[Set problem] Lay out the lines below as a JSON list of strings, one string per line with blank lines omitted, covering only the stretch that opens with the line containing "Task: for the roadway count, mark the forest" and closes with the line containing "[652, 1021]", both included.

──────── Entries shown ────────

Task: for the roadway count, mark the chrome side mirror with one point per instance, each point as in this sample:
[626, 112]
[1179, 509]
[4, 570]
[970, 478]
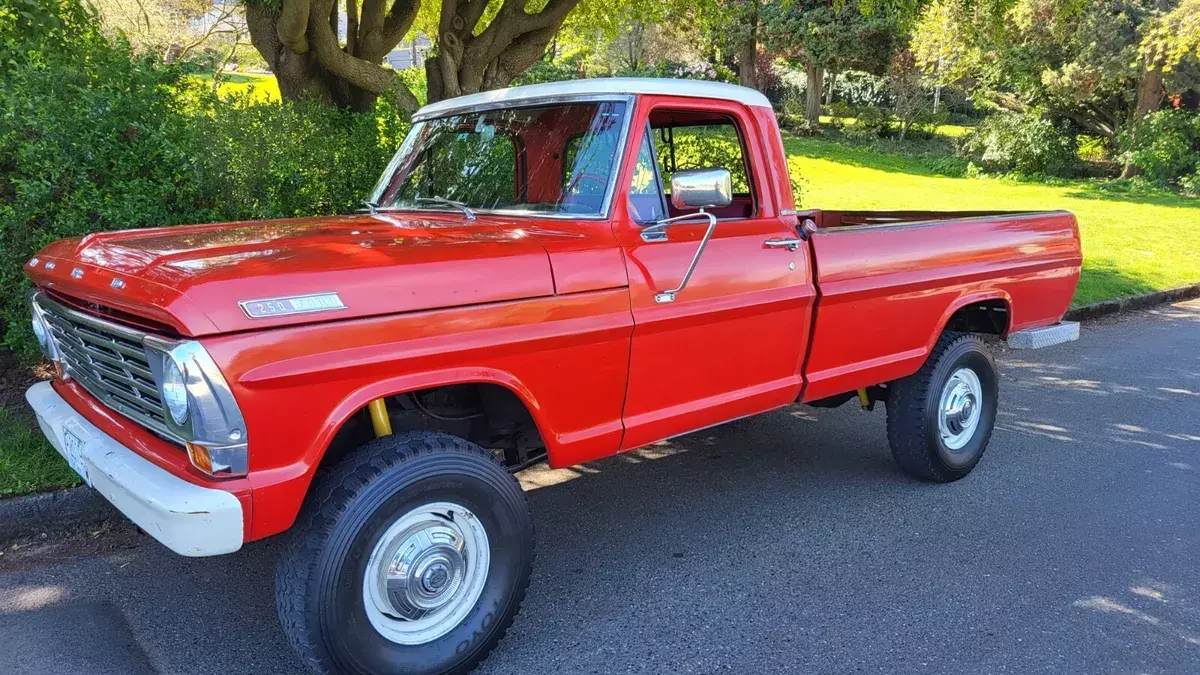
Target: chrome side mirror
[701, 189]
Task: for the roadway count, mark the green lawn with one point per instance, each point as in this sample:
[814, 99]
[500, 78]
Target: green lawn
[1133, 243]
[28, 463]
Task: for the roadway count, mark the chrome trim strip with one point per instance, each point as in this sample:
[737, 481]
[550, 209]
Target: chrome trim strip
[215, 420]
[252, 311]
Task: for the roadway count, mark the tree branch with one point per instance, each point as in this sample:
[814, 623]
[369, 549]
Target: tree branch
[293, 24]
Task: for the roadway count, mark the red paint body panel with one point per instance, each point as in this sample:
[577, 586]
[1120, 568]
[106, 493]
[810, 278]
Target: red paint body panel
[888, 290]
[559, 311]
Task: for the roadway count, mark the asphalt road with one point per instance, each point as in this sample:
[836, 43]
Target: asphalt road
[787, 543]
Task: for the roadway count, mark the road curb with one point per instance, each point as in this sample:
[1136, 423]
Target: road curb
[31, 514]
[1107, 308]
[83, 507]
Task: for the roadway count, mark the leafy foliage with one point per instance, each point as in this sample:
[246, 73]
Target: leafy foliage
[1165, 145]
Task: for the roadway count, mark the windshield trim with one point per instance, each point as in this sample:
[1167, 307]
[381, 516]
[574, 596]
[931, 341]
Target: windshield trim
[541, 102]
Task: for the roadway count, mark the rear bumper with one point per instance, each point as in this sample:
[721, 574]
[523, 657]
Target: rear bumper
[187, 519]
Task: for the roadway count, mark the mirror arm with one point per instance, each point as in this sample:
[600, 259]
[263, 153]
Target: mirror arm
[658, 232]
[669, 296]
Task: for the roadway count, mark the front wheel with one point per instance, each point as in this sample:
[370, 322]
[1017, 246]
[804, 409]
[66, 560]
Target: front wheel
[941, 417]
[412, 555]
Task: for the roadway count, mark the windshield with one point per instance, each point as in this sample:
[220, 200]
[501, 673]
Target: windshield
[553, 159]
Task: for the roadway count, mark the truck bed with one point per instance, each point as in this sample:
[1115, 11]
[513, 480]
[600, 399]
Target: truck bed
[889, 281]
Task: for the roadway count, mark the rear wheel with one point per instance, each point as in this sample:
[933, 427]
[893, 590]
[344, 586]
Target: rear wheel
[940, 418]
[412, 555]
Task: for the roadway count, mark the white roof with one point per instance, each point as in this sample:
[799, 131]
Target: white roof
[601, 85]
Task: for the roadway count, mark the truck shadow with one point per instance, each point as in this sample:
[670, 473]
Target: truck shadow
[791, 542]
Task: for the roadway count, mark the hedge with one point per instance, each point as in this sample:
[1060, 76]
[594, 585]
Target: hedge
[94, 138]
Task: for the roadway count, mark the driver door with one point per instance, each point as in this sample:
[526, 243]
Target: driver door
[731, 342]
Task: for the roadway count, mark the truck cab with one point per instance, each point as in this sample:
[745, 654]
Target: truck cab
[550, 273]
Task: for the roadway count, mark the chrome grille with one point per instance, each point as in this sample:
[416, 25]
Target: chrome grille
[109, 362]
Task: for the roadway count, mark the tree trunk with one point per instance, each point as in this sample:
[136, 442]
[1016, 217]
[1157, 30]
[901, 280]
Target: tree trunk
[300, 77]
[815, 76]
[1150, 95]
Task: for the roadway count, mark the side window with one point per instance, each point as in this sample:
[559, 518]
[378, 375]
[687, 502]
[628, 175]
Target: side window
[489, 175]
[645, 192]
[707, 144]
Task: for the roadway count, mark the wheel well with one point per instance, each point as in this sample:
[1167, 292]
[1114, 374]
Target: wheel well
[487, 414]
[985, 316]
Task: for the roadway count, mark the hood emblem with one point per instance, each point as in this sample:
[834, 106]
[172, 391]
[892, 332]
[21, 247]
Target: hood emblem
[288, 305]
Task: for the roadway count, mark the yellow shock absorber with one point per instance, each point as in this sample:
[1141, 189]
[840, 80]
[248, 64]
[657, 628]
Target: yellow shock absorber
[379, 419]
[863, 399]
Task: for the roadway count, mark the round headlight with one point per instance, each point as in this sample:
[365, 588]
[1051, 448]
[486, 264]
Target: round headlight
[174, 392]
[40, 332]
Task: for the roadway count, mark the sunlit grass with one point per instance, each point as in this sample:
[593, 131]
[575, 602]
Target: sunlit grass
[947, 130]
[28, 463]
[1133, 242]
[261, 87]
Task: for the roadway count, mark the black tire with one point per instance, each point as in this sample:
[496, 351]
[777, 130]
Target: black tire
[319, 579]
[913, 412]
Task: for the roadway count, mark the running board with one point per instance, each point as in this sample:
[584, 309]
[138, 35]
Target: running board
[1047, 336]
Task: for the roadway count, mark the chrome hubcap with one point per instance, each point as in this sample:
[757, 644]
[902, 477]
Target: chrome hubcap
[960, 408]
[426, 573]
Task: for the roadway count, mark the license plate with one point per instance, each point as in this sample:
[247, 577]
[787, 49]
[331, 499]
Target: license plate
[73, 447]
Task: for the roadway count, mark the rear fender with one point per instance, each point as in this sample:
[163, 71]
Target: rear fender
[964, 300]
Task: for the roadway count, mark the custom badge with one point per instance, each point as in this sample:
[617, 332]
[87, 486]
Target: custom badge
[289, 305]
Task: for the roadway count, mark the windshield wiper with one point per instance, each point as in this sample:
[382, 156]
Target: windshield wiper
[466, 210]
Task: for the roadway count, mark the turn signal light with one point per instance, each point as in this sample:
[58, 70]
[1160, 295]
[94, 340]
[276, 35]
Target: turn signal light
[201, 457]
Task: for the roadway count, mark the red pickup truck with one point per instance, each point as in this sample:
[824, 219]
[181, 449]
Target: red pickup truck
[558, 273]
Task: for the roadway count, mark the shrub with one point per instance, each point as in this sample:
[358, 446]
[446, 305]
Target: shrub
[1164, 144]
[93, 139]
[1024, 142]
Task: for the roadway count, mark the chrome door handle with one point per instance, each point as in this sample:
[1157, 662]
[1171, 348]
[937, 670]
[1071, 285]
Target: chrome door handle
[790, 244]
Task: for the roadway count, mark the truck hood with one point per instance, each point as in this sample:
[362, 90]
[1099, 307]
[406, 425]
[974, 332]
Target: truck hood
[193, 278]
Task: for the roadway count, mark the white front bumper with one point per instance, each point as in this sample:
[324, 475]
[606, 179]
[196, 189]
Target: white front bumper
[189, 519]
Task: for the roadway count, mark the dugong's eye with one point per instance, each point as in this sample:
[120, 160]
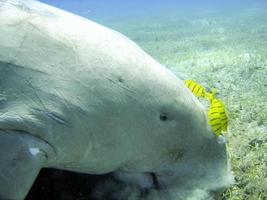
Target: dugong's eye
[163, 117]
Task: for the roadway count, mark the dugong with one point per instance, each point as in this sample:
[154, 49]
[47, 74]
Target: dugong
[78, 96]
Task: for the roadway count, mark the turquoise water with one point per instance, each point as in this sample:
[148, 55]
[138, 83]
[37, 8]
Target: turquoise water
[222, 45]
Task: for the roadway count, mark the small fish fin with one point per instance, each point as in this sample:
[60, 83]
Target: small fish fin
[196, 88]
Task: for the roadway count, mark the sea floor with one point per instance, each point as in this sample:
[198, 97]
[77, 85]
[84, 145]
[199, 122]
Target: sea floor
[226, 50]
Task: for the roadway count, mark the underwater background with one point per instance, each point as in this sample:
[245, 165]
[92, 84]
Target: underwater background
[220, 44]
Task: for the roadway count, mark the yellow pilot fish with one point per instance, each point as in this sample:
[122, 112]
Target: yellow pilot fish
[217, 116]
[218, 119]
[197, 89]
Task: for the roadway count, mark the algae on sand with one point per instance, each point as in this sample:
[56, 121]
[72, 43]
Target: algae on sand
[226, 50]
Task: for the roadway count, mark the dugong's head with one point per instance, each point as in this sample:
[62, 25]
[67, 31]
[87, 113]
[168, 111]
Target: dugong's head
[104, 105]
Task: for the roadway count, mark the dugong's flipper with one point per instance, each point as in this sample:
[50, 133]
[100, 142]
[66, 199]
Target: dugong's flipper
[21, 158]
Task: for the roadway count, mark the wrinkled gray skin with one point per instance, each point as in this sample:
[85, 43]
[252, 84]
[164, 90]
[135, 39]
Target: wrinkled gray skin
[78, 96]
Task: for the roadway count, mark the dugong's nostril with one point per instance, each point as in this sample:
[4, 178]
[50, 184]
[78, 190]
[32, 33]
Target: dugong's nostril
[163, 117]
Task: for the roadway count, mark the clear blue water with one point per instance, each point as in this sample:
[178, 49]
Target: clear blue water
[107, 9]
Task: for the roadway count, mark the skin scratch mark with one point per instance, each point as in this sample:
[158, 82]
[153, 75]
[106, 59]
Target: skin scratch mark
[120, 85]
[56, 118]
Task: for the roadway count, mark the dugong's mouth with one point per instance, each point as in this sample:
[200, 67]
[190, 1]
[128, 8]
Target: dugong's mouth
[136, 186]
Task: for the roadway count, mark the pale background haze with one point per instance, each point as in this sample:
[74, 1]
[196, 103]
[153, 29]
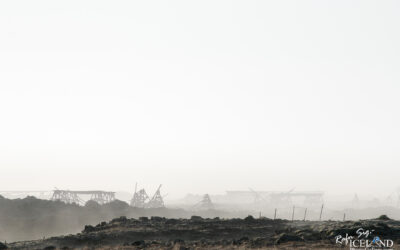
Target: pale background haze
[201, 96]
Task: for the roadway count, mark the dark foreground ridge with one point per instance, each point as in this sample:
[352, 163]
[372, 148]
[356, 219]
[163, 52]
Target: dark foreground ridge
[216, 233]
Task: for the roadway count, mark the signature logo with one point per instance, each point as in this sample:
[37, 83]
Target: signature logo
[362, 239]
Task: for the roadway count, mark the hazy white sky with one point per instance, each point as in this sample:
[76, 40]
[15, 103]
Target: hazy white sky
[201, 96]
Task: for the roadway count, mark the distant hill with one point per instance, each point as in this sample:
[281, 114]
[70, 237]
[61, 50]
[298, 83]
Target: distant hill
[31, 218]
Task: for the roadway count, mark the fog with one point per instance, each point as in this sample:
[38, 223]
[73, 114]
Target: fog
[202, 97]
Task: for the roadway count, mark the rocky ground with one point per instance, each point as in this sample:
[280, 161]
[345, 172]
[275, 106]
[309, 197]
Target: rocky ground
[199, 233]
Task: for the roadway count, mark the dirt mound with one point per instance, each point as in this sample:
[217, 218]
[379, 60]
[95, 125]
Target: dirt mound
[214, 233]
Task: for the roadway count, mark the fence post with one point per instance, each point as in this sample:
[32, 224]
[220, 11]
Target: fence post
[320, 215]
[293, 214]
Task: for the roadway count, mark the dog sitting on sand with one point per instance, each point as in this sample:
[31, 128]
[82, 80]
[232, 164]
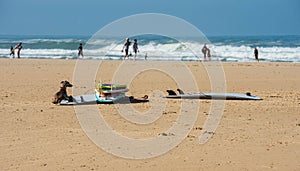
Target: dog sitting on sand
[62, 93]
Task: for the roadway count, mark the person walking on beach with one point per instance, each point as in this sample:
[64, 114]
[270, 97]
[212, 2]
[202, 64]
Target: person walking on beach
[19, 47]
[80, 51]
[126, 47]
[135, 48]
[12, 51]
[256, 54]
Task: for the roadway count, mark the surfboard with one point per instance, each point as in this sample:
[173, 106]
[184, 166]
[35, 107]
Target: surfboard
[215, 96]
[105, 86]
[110, 91]
[109, 99]
[79, 100]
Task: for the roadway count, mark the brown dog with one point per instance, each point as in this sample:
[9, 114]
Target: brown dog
[62, 93]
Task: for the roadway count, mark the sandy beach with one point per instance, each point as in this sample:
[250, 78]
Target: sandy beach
[252, 135]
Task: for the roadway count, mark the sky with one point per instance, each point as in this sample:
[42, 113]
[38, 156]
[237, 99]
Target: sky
[212, 17]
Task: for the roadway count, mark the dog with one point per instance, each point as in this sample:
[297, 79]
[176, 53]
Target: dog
[62, 93]
[171, 92]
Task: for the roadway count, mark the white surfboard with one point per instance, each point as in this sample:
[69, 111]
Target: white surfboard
[215, 96]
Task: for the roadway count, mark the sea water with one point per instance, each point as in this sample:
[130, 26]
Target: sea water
[158, 48]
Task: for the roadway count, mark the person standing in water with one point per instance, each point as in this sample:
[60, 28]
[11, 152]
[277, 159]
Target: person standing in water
[19, 47]
[12, 51]
[206, 53]
[256, 54]
[135, 48]
[80, 50]
[126, 47]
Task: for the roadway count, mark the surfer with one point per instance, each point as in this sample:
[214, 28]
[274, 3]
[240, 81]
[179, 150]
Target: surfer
[126, 46]
[256, 54]
[12, 51]
[19, 47]
[135, 48]
[80, 51]
[206, 52]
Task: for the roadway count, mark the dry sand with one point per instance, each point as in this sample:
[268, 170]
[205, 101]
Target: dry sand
[252, 135]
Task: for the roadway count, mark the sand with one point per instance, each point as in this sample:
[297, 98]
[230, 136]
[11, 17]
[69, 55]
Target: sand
[252, 135]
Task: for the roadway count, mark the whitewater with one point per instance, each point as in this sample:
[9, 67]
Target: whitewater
[157, 48]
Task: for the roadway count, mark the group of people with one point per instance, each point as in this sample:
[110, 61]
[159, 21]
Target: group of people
[206, 53]
[205, 50]
[126, 47]
[12, 50]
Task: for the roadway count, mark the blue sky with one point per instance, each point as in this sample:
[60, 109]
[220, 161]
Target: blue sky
[212, 17]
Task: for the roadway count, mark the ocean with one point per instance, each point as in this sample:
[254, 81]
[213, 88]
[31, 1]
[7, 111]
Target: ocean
[158, 48]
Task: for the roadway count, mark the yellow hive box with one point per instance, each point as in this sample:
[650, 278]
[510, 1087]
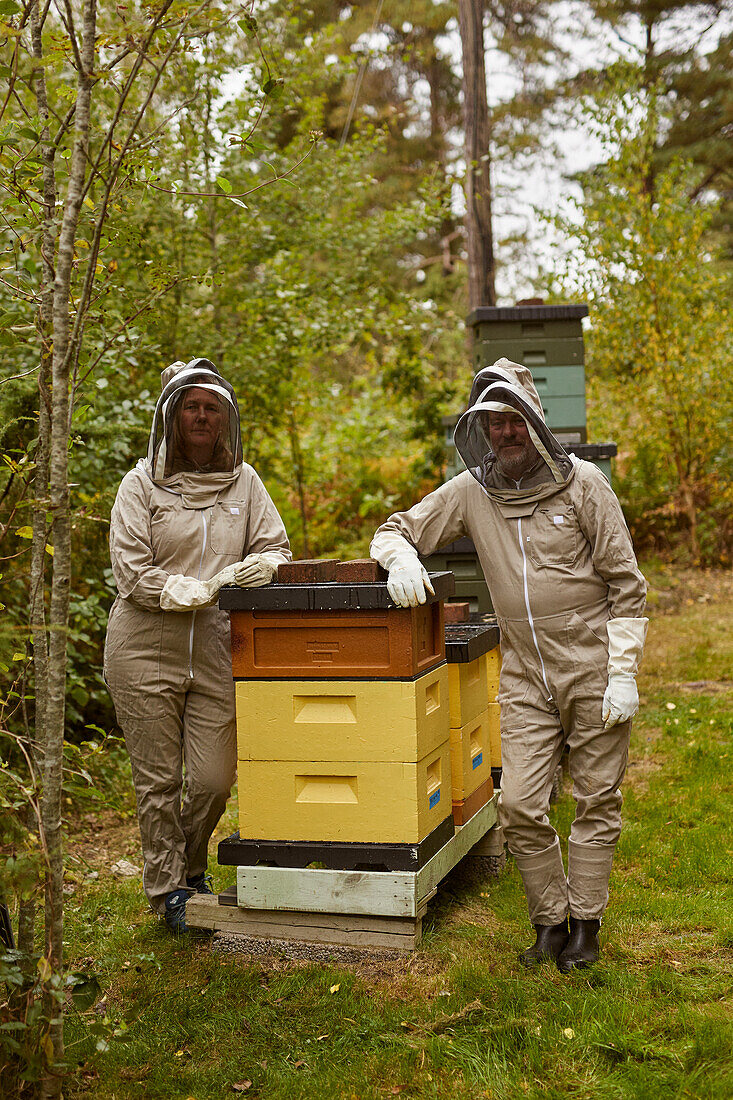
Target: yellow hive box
[469, 689]
[494, 735]
[493, 669]
[470, 763]
[354, 802]
[342, 719]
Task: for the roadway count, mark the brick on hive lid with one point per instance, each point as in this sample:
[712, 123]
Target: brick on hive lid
[456, 612]
[308, 571]
[360, 571]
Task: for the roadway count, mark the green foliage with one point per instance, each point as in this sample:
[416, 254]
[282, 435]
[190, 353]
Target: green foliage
[652, 1019]
[660, 338]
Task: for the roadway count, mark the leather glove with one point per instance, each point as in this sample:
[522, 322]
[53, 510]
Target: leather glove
[407, 581]
[626, 638]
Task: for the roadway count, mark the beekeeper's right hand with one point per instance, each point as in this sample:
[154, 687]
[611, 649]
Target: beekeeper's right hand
[408, 581]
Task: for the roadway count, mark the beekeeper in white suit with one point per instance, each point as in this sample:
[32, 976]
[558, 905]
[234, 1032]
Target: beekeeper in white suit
[569, 598]
[189, 518]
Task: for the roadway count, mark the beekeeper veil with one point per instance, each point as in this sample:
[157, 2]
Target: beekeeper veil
[165, 453]
[506, 387]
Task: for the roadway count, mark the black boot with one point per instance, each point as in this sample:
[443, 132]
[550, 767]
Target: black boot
[582, 949]
[550, 942]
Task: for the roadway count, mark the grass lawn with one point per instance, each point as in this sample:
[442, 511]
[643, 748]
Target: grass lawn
[460, 1018]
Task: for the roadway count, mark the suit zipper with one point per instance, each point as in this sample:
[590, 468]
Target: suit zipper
[529, 616]
[193, 614]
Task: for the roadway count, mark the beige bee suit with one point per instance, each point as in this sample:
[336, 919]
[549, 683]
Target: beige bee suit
[559, 563]
[170, 672]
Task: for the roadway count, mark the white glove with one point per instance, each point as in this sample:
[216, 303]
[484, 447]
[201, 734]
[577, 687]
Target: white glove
[620, 700]
[255, 571]
[626, 638]
[185, 593]
[407, 581]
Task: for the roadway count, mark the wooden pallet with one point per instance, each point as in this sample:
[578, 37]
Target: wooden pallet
[361, 909]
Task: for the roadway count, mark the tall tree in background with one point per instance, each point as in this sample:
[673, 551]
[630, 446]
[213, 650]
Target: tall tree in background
[481, 287]
[75, 150]
[662, 334]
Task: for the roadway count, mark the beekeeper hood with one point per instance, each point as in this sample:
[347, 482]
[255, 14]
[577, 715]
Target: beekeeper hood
[164, 457]
[507, 387]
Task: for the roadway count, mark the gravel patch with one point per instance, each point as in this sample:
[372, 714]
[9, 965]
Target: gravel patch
[234, 943]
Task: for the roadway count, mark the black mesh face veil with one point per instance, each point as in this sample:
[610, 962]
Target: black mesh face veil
[164, 449]
[472, 439]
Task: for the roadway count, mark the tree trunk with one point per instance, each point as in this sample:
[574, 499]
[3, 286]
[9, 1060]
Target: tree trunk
[478, 163]
[299, 479]
[62, 560]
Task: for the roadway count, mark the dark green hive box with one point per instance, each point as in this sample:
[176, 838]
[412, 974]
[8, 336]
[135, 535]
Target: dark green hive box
[549, 341]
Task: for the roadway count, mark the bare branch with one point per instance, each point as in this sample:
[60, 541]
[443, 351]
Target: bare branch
[240, 195]
[14, 377]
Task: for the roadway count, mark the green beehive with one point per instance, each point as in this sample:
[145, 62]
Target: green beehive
[549, 341]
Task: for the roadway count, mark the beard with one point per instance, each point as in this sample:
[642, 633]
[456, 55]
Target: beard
[517, 460]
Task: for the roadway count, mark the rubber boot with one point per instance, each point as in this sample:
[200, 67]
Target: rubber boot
[583, 948]
[201, 882]
[551, 939]
[175, 912]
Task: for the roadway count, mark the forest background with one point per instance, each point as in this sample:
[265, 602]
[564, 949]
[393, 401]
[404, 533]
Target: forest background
[279, 187]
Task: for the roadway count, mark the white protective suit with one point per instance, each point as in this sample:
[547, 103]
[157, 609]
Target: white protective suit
[560, 567]
[170, 671]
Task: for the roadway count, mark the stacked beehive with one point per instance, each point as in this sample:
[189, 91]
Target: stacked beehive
[473, 666]
[343, 721]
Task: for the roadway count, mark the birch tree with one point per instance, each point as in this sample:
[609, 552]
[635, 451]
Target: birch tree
[89, 95]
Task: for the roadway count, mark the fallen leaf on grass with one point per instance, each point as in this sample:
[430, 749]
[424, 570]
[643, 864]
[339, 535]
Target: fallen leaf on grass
[134, 1073]
[124, 868]
[444, 1022]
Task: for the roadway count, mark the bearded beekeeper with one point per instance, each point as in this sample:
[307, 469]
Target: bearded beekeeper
[188, 519]
[569, 597]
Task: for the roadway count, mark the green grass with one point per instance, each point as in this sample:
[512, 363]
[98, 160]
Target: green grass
[652, 1021]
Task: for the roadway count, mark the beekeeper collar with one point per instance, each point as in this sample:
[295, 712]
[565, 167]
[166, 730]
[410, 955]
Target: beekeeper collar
[162, 460]
[500, 394]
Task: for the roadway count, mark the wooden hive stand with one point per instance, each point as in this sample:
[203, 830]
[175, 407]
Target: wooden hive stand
[360, 909]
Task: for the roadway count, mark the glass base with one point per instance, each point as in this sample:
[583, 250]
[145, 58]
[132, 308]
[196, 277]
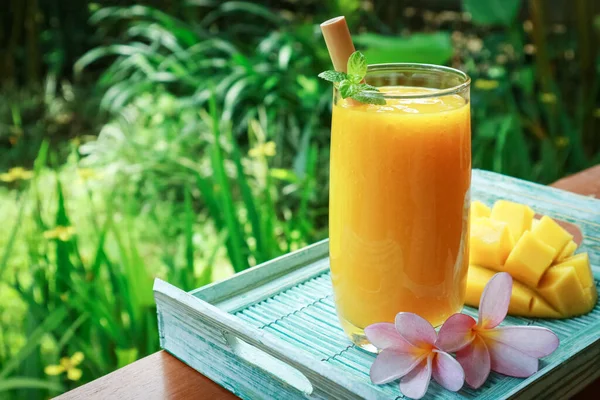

────────

[Solution]
[
  "Task: for the roadway count, mark the forest background with one point per instance, each point as in this sample:",
  "[265, 602]",
  "[564, 949]",
  "[393, 401]",
  "[404, 533]",
  "Target: forest background",
  "[279, 187]",
  "Task: for the roadway count, mark the white protective suit with one point per instance, each point as in this sample:",
  "[547, 103]",
  "[157, 609]",
  "Target: white protective suit",
  "[560, 567]",
  "[170, 671]",
  "Task: for the roadway count, mark the stacked beehive with one point per instance, each point as in this sample:",
  "[189, 91]",
  "Target: stacked beehive",
  "[473, 666]",
  "[343, 721]",
  "Task: for the roadway count, mark the birch tree with one point per instance, each point as in this sample:",
  "[609, 552]",
  "[635, 451]",
  "Target: birch tree",
  "[89, 95]",
  "Task: for the roadway count, mark the fallen leaf on grass with one point per instance, each point as in this sample:",
  "[430, 749]",
  "[424, 570]",
  "[643, 864]",
  "[339, 535]",
  "Target: fallen leaf on grass",
  "[134, 1073]",
  "[124, 868]",
  "[444, 1022]",
  "Task: for the roadway count, mark the bearded beekeeper with one point per instance, each point as in this sample:",
  "[307, 469]",
  "Target: bearded beekeeper",
  "[188, 519]",
  "[569, 597]",
  "Task: for the roadway count, mark the green grass with one point per instance, each point as in this sample:",
  "[512, 363]",
  "[98, 160]",
  "Target: green grass",
  "[652, 1021]"
]